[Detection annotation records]
^^^^
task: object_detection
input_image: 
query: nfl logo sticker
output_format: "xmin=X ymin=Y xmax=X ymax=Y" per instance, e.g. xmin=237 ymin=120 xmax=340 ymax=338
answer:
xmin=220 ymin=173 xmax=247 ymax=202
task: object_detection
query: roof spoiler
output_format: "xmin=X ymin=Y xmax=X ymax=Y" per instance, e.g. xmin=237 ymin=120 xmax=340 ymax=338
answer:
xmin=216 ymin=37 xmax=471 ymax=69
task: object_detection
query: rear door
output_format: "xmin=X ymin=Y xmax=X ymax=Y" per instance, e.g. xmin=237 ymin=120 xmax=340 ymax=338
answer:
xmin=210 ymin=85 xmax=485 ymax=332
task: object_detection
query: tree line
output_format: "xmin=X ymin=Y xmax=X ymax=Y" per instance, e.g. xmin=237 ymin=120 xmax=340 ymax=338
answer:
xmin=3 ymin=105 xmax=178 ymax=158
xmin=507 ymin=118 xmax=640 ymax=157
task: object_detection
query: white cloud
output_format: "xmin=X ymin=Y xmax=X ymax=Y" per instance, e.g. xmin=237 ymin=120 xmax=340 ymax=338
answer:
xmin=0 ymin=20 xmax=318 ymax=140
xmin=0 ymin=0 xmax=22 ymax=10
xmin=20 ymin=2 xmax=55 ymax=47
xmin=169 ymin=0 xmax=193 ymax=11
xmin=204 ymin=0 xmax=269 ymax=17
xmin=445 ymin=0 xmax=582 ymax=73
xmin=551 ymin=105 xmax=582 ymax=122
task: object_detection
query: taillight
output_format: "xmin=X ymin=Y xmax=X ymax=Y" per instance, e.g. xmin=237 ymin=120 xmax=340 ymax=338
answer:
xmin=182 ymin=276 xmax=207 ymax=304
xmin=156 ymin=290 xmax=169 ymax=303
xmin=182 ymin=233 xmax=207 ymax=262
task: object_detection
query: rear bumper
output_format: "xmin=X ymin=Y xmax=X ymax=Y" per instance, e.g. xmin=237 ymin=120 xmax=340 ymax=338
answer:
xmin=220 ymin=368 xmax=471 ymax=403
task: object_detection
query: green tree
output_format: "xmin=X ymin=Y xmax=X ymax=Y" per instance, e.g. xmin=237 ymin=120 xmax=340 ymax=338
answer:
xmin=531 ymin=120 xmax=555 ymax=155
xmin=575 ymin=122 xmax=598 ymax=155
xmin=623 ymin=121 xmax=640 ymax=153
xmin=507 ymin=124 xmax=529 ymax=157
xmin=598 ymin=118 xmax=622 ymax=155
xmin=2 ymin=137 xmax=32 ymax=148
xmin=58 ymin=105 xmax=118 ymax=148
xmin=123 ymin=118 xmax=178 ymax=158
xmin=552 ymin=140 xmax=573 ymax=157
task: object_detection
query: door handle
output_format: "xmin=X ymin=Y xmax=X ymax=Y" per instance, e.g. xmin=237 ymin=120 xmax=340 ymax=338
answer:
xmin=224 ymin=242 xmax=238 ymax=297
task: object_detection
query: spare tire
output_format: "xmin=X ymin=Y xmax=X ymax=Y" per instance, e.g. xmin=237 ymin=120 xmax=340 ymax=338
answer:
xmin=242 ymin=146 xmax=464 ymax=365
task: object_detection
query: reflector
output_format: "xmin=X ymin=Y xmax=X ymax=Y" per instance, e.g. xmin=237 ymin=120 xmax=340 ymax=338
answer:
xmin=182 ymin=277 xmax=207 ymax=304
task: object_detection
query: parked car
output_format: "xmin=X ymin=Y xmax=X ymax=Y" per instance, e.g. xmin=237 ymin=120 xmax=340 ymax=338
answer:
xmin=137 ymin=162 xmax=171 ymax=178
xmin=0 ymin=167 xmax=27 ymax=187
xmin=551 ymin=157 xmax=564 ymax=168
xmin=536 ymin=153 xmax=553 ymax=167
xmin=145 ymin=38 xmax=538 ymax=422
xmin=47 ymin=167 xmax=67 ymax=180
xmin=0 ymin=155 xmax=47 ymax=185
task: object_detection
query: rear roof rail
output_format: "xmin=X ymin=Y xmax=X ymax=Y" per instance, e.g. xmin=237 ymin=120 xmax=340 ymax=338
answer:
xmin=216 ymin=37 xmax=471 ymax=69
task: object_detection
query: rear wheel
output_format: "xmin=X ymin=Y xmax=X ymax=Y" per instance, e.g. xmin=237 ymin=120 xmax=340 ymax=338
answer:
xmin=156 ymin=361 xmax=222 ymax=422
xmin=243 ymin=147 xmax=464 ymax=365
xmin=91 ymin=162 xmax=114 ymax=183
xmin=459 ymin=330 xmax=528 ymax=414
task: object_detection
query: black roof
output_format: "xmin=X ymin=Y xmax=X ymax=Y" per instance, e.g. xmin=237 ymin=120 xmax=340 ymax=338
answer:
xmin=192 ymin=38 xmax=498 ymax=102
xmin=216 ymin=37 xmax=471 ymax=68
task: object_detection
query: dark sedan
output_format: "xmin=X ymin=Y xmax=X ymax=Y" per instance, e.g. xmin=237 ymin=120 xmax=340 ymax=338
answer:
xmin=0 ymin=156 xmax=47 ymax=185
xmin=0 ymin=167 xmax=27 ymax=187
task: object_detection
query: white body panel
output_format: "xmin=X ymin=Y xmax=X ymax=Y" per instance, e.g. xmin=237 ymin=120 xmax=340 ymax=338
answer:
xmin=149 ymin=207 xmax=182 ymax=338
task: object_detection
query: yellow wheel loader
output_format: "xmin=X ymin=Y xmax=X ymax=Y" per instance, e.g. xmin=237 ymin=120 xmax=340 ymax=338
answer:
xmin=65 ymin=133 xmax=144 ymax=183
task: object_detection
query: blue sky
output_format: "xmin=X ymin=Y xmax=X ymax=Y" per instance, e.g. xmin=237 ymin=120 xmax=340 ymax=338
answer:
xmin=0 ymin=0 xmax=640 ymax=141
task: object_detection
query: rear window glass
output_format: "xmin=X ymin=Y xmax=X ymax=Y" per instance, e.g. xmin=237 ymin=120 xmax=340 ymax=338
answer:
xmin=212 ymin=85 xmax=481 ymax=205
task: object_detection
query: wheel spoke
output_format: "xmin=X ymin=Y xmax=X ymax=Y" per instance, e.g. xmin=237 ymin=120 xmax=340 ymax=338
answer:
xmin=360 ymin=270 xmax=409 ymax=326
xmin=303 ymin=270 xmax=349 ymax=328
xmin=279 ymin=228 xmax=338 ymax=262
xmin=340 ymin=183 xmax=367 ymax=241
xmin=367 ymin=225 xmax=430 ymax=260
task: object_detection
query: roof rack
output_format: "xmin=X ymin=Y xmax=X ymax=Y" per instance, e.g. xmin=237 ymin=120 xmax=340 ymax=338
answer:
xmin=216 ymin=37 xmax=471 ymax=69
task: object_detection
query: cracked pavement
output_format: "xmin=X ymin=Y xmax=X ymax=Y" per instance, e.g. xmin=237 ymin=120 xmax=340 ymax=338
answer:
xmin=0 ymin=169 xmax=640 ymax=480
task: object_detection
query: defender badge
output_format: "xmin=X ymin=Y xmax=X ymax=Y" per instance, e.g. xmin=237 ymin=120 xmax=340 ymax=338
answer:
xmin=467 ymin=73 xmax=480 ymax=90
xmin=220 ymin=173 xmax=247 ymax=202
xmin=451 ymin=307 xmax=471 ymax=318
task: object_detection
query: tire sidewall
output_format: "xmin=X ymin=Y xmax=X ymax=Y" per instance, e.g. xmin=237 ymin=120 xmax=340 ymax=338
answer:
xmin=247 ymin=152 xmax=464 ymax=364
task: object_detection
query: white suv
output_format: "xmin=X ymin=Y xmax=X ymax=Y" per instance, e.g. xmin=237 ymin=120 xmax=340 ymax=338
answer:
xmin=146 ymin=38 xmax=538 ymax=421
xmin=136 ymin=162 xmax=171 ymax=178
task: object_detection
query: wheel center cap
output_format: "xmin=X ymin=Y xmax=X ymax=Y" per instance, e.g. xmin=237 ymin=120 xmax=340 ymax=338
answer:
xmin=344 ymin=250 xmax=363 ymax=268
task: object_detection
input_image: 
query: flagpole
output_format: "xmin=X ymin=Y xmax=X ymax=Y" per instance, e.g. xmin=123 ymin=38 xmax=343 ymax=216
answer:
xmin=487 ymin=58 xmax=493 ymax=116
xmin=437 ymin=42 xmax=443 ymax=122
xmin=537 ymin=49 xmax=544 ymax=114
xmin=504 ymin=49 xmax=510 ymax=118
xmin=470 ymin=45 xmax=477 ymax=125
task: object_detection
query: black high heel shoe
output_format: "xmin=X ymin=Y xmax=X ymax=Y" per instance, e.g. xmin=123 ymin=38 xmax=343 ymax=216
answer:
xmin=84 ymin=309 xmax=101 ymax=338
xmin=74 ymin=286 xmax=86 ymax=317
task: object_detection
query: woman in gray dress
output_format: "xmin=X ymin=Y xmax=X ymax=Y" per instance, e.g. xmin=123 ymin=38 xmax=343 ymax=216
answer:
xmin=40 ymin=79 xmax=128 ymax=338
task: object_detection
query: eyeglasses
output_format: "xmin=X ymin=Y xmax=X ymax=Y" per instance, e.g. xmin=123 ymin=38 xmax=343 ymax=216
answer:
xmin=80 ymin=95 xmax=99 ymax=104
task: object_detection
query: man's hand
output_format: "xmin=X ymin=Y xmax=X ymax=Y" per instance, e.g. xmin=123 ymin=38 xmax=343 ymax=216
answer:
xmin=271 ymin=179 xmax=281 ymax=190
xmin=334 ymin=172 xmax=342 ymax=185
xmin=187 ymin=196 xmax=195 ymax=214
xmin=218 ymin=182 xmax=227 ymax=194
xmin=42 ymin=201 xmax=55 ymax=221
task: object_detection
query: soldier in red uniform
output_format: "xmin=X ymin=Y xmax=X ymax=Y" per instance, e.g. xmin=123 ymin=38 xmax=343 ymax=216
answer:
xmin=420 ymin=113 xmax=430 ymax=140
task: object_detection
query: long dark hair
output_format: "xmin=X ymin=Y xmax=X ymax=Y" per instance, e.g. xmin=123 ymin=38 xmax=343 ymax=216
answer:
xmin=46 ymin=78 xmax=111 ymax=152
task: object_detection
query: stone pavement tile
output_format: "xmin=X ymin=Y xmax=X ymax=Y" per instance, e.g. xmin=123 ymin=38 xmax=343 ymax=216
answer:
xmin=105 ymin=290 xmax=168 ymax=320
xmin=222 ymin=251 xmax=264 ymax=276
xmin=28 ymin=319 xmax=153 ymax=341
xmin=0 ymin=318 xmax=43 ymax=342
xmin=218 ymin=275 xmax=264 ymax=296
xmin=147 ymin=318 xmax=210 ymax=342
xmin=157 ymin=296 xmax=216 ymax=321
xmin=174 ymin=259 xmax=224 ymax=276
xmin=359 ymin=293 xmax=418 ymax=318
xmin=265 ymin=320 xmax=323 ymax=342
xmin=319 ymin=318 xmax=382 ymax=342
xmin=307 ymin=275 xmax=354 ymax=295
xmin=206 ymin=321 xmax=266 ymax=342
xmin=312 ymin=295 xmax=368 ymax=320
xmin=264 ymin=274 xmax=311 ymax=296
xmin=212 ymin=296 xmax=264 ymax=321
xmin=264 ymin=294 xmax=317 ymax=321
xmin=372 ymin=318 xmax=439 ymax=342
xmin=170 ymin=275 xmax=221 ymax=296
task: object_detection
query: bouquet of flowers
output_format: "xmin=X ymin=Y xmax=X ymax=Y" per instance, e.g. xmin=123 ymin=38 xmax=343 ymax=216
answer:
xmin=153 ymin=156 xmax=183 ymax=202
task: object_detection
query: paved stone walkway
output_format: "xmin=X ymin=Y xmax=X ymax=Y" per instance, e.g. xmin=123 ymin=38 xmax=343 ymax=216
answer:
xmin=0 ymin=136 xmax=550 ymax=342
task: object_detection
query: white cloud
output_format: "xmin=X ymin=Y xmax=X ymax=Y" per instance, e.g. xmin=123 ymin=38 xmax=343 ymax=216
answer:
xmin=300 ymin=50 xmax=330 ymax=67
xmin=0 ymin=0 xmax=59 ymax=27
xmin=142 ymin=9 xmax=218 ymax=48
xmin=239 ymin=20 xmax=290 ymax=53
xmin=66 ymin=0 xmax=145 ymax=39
^^^^
> Goal:
Filter the records above, keeping every line that contains the word "roof". Treat the match as case-sensitive.

> Final result:
query: roof spoiler
query: rear roof rail
query: black roof
query: roof rack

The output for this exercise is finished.